◆ Excerpted passage:
>>>
Asian economies recalibrate to address inequality






ASIA should have a smile on its face. The region's economy is displaying resilience in the teeth of a structural rise in oil and commodity prices. Overheating is a greater threat than a swoon in growth.

Yet the tone of some officials' recent comments has been strikingly cautious, reflecting an awareness that Asia has failed to seize the chance during the past decade of strength to address long-standing vulnerabilities.

Asia is still hopelessly dependent on final demand from rich countries. Investment, the seed corn of growth, remains far below levels scaled before the 1997-98 financial crisis, except in China and India.
Cross-border financial and monetary linkages are puny. Infrastructure, the sinews of every economy, is patchy. Asia generates less electricity than Latin America and has proportionately fewer phone connections.

So far, so familiar.

But policy makers are drawing increasing attention to another shortcoming of Asia's export-oriented growth model: inequality.

Disquiet over a widening gap between the haves and the have-nots was a factor in Singapore's election on Saturday, which ended in gains for the opposition.

And the urban-rural fault line running through Thai politics is in good part a rich-poor divide.

“There has been a significant increase in attention to inequality globally, and particularly in Asia,” said Xiaoqing Yu, the World Bank's lead economist for social protection in East Asia and the Pacific.

“Countries realise that inequality is contributing to social tensions and lost opportunities,” Yu said.
“Global events in recent months point to that,” she added, alluding to turmoil in the Middle East.

Even the International Monetary Fund, synonymous with stony-hearted austerity, has taken to stressing that “inclusive” growth is critical to the credibility of market-oriented reform and long-term development.

Inequality, up to a point, helps drive efficiency. But excessive inequality holds people back and stifles consumption. People cannot be expected to spend freely if they have precarious, low-paying jobs and scant social protection.



“It's really important for the region to continue to target more inclusive growth,” Anoop Singh, director of the IMF's Asia-Pacific department, said recently in Hong Kong. “It would not only reinforce stability, it would also help facilitate the rebalancing that Asia needs toward domestic demand and against simply an export-led model over the medium term.”
<<<
◆ Task 1:
Answer these questions from the article on Asian economies and inequality:
(a) Outside which two countries does investment remain far below its levels before the 1997-98 financial crisis?
(b) In which country's election did the opposition make gains?
(c) What position does Anoop Singh hold?
◆ Task 2:
Summarize the article on Asian economies and inequality in two sentences.
◆ Task 3:
Carry on the article on Asian economies and inequality from the point where it stops.

◆ Data shown:
>>>
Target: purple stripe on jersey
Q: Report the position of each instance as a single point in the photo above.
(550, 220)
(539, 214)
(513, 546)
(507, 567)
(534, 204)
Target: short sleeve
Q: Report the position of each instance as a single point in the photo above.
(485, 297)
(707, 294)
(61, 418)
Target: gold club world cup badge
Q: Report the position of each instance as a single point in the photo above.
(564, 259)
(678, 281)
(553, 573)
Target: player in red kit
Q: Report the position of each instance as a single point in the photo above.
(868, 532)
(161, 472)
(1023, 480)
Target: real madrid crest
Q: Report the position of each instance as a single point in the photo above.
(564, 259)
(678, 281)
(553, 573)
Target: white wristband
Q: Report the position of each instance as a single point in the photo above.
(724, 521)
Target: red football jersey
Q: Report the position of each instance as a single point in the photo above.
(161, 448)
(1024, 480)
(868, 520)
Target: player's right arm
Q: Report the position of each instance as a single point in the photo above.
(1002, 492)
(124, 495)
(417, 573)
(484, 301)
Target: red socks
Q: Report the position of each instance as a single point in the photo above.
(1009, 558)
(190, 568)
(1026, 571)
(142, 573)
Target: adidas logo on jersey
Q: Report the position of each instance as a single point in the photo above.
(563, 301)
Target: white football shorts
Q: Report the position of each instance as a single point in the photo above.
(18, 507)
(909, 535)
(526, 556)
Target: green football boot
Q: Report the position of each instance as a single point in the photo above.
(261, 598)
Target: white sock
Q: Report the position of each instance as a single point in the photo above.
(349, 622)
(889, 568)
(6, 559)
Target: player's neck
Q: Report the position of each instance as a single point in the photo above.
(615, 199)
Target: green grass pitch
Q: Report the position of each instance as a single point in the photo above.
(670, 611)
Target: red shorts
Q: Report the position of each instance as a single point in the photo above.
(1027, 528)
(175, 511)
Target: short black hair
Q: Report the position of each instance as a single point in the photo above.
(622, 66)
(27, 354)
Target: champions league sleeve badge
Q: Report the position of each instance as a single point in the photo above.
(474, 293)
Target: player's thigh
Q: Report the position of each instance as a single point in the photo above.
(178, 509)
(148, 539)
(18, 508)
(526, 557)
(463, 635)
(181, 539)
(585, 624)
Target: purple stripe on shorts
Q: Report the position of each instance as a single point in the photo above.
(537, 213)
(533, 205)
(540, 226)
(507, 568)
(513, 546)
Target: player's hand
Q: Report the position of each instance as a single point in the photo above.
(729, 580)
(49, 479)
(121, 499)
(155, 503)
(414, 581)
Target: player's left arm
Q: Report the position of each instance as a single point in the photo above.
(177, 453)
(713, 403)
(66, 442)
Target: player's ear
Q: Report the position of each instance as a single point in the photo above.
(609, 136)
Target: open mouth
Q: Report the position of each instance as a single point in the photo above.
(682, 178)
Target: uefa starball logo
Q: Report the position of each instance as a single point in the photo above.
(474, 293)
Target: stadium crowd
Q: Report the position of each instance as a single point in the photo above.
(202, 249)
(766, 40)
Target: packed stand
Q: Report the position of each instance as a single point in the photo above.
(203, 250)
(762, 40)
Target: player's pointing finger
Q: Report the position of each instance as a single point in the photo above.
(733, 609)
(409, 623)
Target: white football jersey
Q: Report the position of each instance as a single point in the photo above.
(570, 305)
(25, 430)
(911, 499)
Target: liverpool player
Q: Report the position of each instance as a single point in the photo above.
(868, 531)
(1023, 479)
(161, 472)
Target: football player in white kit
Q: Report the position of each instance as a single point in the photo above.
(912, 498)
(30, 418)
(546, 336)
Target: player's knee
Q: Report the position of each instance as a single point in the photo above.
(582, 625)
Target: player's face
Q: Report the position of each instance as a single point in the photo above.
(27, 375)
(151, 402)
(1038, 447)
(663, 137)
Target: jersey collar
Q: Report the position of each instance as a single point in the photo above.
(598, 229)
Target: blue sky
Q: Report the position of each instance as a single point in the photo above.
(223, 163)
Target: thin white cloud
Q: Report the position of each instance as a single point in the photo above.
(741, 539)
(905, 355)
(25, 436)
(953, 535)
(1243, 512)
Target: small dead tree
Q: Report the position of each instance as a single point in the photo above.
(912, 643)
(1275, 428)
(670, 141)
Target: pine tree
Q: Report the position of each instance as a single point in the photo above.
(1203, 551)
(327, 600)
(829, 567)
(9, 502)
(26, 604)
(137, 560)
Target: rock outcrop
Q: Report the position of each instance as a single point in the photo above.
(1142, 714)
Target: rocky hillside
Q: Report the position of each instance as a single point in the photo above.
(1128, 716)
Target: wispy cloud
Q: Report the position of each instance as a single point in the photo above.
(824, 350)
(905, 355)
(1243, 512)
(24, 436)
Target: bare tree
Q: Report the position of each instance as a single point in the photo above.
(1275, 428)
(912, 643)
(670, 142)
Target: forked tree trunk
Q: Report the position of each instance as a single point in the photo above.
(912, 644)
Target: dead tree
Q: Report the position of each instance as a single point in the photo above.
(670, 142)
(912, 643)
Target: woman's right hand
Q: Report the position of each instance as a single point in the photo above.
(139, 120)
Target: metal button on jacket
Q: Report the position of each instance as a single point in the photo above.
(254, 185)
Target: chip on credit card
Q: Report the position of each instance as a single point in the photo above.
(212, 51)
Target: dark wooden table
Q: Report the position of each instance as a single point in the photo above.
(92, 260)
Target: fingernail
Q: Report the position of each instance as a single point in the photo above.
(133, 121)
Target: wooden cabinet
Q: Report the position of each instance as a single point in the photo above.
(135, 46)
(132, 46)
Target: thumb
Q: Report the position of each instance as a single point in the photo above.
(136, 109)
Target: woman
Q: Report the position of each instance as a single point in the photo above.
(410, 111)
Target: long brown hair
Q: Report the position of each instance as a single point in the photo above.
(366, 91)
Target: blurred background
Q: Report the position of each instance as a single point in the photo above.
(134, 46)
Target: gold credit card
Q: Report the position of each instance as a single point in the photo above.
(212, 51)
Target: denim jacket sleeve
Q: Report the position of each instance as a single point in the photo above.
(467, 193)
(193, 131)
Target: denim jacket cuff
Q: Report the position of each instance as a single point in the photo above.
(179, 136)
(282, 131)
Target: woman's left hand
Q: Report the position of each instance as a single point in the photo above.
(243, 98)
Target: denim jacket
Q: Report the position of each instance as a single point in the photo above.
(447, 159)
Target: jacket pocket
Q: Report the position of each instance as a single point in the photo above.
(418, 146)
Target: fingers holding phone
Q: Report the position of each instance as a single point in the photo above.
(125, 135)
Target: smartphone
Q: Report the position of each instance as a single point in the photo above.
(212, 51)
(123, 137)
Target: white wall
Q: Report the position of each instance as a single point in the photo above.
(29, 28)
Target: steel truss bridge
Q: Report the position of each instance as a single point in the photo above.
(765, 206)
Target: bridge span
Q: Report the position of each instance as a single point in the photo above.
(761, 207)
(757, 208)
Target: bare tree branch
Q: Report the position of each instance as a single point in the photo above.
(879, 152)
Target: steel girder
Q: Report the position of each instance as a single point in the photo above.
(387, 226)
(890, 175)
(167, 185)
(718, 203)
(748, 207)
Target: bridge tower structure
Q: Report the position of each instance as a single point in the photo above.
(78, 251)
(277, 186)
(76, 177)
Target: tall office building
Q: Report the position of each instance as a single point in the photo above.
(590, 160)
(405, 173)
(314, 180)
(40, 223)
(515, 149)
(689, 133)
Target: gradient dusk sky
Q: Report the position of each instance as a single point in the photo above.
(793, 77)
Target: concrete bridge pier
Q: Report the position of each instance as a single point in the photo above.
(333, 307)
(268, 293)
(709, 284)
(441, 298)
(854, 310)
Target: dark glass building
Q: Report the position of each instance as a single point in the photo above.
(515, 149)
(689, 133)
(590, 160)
<<<
◆ Task output 1:
(a) China and India.
(b) Singapore.
(c) Director of the IMF's Asia-Pacific department.

◆ Task output 2:
Although Asia's economy is showing resilience despite rising oil and commodity prices, officials sound cautious because the region still depends on demand from rich countries and has weak investment, thin cross-border financial links and patchy infrastructure. Policy makers, the World Bank and the IMF are now also pointing to inequality, warning that it feeds social tensions, holds back consumption, and makes more inclusive growth necessary for stability and a shift toward domestic demand.

◆ Task output 3:
China is the best-known illustration of the economic and income imbalances spawned by such a model. Living standards on the seaboard, where export industries are concentrated, are many times as high as in the interior.

But South Korea is also counting the cost of a political economy geared toward supporting exporters at the expense of consumers and domestic service providers, according to Kwon Young Sun, an economist at Nomura.

The Korean economy recovered strongly from the 2008 global financial crisis, thanks to a largely undervalued won, huge fiscal stimulus and lower interest rates.

The ensuing increase in inflation and domestic debt penalised wage earners, while corporate profits rose as a share of national income.

The resulting widening in income inequality was one reason why the governing Grand National Party fared poorly in by-elections held on April 27, Kwon wrote in a report.

He said he expected the government to tweak policy in response, favouring consumers, smaller companies and lower-income families, rather than producers, big companies and rich families.

Other governments across Asia are also reacting. China is increasing health and welfare spending, while Hong Kong has just introduced a minimum wage. The Philippines is experimenting with a conditional cash transfer programme to help the poorest.

Yu of the World Bank said the 2008 crisis had brought home the need for a degree of social protection in a region where the umbrella of the extended family had largely substituted for public welfare.

“Even governments that traditionally have not put a lot of emphasis on poverty, inequality and protection now realise that they need some kind of mechanism, even if it's modest, to cope with a shock,” she said.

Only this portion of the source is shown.